• **The problem**
Starting at the line that contains "the dark soil?", copy each line through the final one exactly as written.
┌─ Available records
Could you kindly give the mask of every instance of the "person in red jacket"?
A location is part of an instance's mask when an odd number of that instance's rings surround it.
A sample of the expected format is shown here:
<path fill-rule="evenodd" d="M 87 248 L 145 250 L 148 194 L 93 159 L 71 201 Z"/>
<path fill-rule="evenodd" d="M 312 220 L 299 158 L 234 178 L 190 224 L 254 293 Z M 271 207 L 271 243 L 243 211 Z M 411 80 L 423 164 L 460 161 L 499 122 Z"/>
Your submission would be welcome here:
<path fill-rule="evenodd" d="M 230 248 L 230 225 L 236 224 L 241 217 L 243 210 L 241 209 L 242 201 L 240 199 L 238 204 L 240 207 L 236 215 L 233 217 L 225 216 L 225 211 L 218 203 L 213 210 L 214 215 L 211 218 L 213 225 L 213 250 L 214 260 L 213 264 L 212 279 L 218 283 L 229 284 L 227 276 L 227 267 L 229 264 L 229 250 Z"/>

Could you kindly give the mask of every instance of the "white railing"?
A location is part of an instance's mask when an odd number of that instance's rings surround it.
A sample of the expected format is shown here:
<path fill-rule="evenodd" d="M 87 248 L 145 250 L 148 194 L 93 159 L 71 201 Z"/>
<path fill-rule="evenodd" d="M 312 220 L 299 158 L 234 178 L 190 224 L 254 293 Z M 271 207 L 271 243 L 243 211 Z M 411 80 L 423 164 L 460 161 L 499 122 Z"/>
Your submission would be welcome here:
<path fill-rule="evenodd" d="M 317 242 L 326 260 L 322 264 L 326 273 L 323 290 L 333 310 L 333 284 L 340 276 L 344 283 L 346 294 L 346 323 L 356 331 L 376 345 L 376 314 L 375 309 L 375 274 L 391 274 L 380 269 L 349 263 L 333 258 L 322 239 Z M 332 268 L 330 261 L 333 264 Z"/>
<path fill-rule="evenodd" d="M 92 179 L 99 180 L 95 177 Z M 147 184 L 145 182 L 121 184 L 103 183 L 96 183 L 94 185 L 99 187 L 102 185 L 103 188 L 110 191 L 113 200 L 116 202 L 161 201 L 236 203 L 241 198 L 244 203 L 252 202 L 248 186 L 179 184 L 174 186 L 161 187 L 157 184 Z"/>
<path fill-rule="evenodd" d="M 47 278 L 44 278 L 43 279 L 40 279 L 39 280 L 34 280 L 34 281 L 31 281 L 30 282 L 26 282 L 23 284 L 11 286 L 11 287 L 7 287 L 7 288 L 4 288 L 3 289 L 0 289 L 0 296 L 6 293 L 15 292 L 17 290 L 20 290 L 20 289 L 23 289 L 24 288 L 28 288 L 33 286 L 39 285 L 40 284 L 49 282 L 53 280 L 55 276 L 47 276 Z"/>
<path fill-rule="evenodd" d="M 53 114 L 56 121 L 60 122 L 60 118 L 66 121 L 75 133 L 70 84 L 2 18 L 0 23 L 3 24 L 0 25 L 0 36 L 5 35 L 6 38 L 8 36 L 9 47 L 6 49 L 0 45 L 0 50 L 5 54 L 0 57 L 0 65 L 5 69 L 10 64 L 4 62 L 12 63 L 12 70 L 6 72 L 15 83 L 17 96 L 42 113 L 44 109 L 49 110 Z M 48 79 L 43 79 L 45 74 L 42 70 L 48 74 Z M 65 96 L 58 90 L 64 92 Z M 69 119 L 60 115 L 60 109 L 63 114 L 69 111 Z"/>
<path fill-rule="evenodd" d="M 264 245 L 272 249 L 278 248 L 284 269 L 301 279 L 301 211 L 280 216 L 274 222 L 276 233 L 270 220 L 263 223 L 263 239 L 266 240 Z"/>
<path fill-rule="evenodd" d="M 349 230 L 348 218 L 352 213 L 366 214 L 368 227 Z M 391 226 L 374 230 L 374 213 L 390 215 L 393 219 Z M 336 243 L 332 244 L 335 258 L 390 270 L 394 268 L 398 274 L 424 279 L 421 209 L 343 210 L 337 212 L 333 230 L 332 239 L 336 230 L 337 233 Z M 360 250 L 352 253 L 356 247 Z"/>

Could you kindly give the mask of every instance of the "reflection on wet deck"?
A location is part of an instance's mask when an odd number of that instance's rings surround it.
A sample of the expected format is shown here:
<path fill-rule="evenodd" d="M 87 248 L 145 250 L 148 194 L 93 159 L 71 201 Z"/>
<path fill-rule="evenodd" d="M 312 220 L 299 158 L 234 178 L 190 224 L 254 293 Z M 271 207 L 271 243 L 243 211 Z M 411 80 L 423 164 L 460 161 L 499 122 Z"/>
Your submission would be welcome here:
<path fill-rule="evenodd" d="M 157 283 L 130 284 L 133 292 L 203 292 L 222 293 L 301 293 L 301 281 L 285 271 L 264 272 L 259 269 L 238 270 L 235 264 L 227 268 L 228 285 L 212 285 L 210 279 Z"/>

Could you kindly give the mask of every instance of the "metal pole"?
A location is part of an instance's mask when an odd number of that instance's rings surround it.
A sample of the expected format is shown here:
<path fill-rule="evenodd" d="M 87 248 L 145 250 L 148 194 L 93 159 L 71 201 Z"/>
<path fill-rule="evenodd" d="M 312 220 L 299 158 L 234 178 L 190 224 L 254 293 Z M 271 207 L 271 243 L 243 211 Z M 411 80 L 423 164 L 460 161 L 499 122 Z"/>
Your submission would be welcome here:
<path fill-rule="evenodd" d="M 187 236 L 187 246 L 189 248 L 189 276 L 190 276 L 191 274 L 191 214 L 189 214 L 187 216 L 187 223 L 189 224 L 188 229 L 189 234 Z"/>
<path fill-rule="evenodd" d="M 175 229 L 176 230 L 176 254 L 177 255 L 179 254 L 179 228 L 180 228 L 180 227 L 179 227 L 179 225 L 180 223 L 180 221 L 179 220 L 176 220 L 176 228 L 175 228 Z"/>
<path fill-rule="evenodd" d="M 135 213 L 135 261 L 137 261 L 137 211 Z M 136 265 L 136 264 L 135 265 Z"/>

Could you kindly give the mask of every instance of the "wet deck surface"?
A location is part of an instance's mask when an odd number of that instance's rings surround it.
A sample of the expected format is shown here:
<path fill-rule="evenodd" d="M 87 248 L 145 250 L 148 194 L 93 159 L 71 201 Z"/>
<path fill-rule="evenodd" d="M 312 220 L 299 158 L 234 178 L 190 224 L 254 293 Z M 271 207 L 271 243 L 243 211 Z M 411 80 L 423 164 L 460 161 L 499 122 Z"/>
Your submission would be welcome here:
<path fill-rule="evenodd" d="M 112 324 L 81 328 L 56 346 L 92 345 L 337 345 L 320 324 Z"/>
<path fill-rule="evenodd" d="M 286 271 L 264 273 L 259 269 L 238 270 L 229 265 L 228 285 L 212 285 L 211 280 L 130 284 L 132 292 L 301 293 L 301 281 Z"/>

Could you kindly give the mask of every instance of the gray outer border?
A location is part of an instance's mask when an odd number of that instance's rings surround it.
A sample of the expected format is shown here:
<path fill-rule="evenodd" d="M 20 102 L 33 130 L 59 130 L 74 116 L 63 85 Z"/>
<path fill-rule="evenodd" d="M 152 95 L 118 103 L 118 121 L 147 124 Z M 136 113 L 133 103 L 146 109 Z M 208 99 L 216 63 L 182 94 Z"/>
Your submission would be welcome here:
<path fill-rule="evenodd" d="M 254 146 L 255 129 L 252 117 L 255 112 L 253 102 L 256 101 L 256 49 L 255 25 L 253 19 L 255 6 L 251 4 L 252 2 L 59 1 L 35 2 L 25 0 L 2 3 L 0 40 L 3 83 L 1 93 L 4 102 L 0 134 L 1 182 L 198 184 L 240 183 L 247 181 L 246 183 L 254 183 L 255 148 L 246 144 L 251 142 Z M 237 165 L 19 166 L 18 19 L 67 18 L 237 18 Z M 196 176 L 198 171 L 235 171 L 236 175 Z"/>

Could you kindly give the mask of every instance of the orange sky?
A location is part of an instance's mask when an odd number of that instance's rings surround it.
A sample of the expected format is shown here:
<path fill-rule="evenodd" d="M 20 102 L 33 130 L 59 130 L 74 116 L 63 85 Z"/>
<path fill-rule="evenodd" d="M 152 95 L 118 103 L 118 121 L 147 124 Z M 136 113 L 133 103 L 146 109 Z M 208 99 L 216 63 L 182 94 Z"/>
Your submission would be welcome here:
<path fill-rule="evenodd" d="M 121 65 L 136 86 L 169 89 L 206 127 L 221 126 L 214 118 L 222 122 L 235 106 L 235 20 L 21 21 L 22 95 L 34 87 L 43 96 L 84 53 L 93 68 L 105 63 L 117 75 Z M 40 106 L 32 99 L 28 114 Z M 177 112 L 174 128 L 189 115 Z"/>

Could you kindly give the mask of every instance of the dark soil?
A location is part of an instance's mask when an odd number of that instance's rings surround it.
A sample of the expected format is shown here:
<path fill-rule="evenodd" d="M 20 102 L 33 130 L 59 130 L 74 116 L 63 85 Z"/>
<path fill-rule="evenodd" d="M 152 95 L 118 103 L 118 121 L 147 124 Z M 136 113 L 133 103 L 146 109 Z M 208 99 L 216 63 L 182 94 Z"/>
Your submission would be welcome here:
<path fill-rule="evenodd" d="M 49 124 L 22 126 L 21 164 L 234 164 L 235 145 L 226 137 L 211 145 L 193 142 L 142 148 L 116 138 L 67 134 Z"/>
└─
• **The result**
Could you kindly give the mask of every instance of the dark soil?
A location is part of an instance's mask when an odd number of that instance's rings surround it.
A sample of the expected format is shown here:
<path fill-rule="evenodd" d="M 20 102 L 33 130 L 59 130 L 74 116 L 63 85 Z"/>
<path fill-rule="evenodd" d="M 152 95 L 118 103 L 118 121 L 147 124 Z M 136 113 L 133 103 L 146 109 Z M 208 99 L 216 63 L 182 94 Z"/>
Your submission would be welcome here:
<path fill-rule="evenodd" d="M 49 124 L 22 126 L 21 164 L 234 164 L 235 145 L 226 137 L 211 145 L 193 142 L 142 148 L 116 138 L 67 134 Z"/>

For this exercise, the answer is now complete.